BRIEF: The output must match the entries below exactly.

Items from a data source:
►
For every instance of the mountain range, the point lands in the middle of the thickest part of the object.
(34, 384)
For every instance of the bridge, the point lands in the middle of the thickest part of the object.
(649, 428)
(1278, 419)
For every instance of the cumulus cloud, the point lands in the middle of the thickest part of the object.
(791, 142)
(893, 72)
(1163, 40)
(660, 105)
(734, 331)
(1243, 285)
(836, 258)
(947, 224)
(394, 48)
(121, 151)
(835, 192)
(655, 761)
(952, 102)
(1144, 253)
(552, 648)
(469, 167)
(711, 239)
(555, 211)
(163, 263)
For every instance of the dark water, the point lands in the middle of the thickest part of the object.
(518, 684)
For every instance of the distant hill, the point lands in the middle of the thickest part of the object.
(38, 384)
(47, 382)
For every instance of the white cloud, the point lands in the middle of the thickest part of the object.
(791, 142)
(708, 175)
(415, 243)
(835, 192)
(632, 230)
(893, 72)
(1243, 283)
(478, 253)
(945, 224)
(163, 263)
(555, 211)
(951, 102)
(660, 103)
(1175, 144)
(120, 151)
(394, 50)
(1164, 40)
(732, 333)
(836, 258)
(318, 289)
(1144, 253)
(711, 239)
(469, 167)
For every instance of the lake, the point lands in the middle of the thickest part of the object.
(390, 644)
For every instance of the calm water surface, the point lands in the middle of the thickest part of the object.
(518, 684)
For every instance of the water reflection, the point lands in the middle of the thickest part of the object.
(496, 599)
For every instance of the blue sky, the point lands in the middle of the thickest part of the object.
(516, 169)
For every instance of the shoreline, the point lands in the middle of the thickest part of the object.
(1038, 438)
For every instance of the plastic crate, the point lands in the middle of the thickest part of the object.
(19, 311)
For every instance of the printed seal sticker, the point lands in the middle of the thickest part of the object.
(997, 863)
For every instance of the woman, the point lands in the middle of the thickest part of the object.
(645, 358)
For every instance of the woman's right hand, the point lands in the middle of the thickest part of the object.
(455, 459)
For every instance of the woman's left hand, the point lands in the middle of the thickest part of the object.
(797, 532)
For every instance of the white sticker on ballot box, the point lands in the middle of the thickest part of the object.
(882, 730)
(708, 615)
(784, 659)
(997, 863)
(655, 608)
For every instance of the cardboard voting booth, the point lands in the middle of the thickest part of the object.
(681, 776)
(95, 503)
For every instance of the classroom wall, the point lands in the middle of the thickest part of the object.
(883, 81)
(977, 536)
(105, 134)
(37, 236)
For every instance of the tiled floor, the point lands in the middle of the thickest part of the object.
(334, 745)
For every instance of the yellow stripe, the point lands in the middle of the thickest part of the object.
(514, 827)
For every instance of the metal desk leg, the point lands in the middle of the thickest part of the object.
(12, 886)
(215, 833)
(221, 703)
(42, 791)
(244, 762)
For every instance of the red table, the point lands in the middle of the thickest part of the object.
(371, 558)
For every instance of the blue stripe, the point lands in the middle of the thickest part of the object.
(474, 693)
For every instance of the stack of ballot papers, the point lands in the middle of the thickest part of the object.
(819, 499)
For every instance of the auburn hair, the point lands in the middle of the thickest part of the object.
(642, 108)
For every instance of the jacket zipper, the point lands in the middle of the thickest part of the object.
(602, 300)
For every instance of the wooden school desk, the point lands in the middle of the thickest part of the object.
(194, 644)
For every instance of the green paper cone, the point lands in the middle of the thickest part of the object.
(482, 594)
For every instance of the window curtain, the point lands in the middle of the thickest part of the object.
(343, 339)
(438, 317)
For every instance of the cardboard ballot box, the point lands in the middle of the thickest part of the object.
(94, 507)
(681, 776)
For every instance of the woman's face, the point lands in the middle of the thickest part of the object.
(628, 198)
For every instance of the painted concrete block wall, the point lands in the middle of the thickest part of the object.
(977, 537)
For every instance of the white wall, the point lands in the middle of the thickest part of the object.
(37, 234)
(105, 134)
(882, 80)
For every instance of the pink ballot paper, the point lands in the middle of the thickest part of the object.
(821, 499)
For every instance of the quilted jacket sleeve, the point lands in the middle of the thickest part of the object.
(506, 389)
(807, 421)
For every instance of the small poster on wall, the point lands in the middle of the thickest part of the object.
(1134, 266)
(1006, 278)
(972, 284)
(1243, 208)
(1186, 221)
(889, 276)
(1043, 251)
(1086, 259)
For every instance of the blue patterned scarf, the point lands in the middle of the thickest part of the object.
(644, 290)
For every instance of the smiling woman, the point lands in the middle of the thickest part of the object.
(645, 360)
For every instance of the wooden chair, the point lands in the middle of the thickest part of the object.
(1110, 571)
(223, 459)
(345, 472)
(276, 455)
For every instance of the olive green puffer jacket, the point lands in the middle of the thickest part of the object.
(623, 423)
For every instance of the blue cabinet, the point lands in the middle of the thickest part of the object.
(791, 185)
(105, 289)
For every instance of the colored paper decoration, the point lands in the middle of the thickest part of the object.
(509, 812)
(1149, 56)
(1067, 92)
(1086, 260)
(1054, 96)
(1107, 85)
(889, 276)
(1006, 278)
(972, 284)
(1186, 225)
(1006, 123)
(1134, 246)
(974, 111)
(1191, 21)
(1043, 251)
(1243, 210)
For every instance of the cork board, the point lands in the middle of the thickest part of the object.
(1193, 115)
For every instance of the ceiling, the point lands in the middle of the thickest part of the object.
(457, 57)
◄
OUTPUT FOR THIS TASK:
For every instance of the mountain range, the point lands in the middle of the thickest part of the object.
(34, 384)
For every instance of the bridge, the point lands in the middle of the thickest part of the object.
(649, 428)
(1278, 419)
For every instance of the cumulus cloud, the point lands in the middle of the thickest part of the object.
(791, 142)
(893, 72)
(1163, 40)
(660, 105)
(734, 331)
(1243, 285)
(836, 258)
(947, 224)
(394, 48)
(121, 151)
(835, 192)
(655, 761)
(952, 102)
(1144, 253)
(552, 648)
(469, 167)
(711, 239)
(555, 211)
(163, 263)
For every instance of the dark water, the point lands in the middle of the thickest part of the object.
(518, 684)
For every instance of the distant hill, the point lands in the middle of the thickest part of the object.
(38, 384)
(47, 382)
For every instance of the white cloud, the point lands in the middle of the thickest part of the object.
(791, 142)
(708, 175)
(415, 243)
(835, 192)
(632, 230)
(893, 72)
(1243, 283)
(478, 253)
(945, 224)
(163, 263)
(555, 211)
(951, 102)
(660, 103)
(1175, 144)
(120, 151)
(394, 50)
(1164, 40)
(732, 333)
(836, 258)
(318, 289)
(1144, 253)
(711, 239)
(469, 167)
For every instance of the lake, the point lands in the middle of the thickest part of the object.
(390, 644)
For every instance of the calm water surface, the point lands in the middle of the thickest part of the object.
(518, 684)
For every instance of the water reflection, the point lands in the middle of the thickest part of the object.
(496, 599)
For every instance of the blue sky, the point lands in the middle of the thickest part of the object.
(516, 169)
For every instance of the shoreline, the point lands in the middle of the thickest part of the object.
(1038, 438)
For every instance of the plastic crate, the point lands in the middle of the thickest part of the object.
(19, 311)
For every instance of the printed seal sticker, the point lands in the middle of the thickest part of the object.
(997, 863)
For every instance of the woman, the point lands in the middle of the thickest part of the object.
(645, 358)
For every instance of the woman's right hand, the point lands in the middle of the thickest part of the object.
(455, 459)
For every instance of the woman's left hand, the point lands in the middle of the thickest part of the object.
(797, 532)
For every instance of the white sticker on ballot box, the point lands in the middle of the thickest part of the object.
(882, 730)
(708, 615)
(784, 659)
(997, 863)
(655, 608)
For every instance of the cardboard voting booth, the point lands in the middle of the thickest part of the object.
(681, 776)
(95, 503)
For every instance of the classroom wall, the point lands in the middle of the thickest part of the object.
(883, 81)
(977, 536)
(105, 134)
(37, 236)
For every instance of the tiled floor, the point lands in the middle of the thickest part of the object.
(334, 745)
For every instance of the yellow stripe, the point lands in the middle of the thickest part of the object.
(514, 827)
For every instance of the metal desk leg, the point lands in the middle of the thickest part of the object.
(12, 886)
(215, 833)
(221, 703)
(42, 791)
(244, 762)
For every instance of the red table, the point lands in the middle of the thickest part of the object.
(371, 558)
For every instance of the blue stripe, the point lands in the middle of the thickest part of the object.
(474, 693)
For every instance of the stack of ballot papers, the point lands in the middle of the thickest part of the object.
(819, 499)
For every instance of the auburn hair, the point lands in the middle of the thickest part of the object.
(642, 108)
For every instance of the jacket zipper, the point lands in the middle of the thickest part of the object.
(602, 300)
For every instance of the wooden school desk, the point lands in the middle of the thickest part of the object.
(194, 644)
For every instance of the green paper cone, the point lands in the middle of the thickest part of the object.
(482, 594)
For every instance of the window curtain, the point lands in the middle of the thickest part of the object.
(343, 339)
(438, 317)
For every instance of the cardboard ballot box, the point lands in the middle of the thickest part of the object.
(94, 507)
(681, 776)
For every instance of the woman's face, the point lands in the middle of the thickest part of the object.
(628, 198)
For every instance of the painted concrete block wall, the point lands in the middle of the thickest part of the object.
(977, 537)
For every instance of the white wall, the point lands in the middle of the thickest part of the object.
(37, 234)
(105, 134)
(882, 80)
For every instance of the pink ballot paper, the point lands in the middle of the thickest part of the object.
(821, 499)
For every instance of the quilted jacket sleeve, the point lands in the middle of the thickest part of the object.
(506, 389)
(807, 421)
For every instance of the small poster on wall, the point lands in the middle of the thickest part of the object.
(1134, 266)
(1006, 278)
(972, 284)
(1243, 208)
(1186, 221)
(889, 276)
(1043, 251)
(1086, 259)
For every instance of the blue patterned scarf, the point lands in the middle of the thickest part of the object.
(644, 290)
For every instance of the smiling woman, the point lands in the middle of the thickest part of the object.
(645, 360)
For every instance of the wooden chair, the point lands in the middle of the thickest part of the object.
(1110, 571)
(223, 459)
(345, 472)
(276, 455)
For every instance of the olive green puffer jacket, the point lands in the middle of the thickest part of the object.
(623, 423)
For every instance of the blue cabinet, the point lands in the middle of the thickest part of the object.
(791, 185)
(105, 289)
For every instance of the colored paper decoration, the point lands in the middle of the thickest part of the object.
(509, 812)
(1149, 56)
(1067, 92)
(1086, 260)
(1054, 96)
(1107, 85)
(889, 276)
(1006, 278)
(972, 284)
(1186, 225)
(1006, 123)
(1134, 246)
(974, 111)
(1191, 21)
(1043, 251)
(1243, 210)
For every instance of the cork board, the point lands in the middle of the thickest part of the object.
(1193, 115)
For every instance of the ceiling, the point lands in the middle of the thickest part of the object.
(457, 57)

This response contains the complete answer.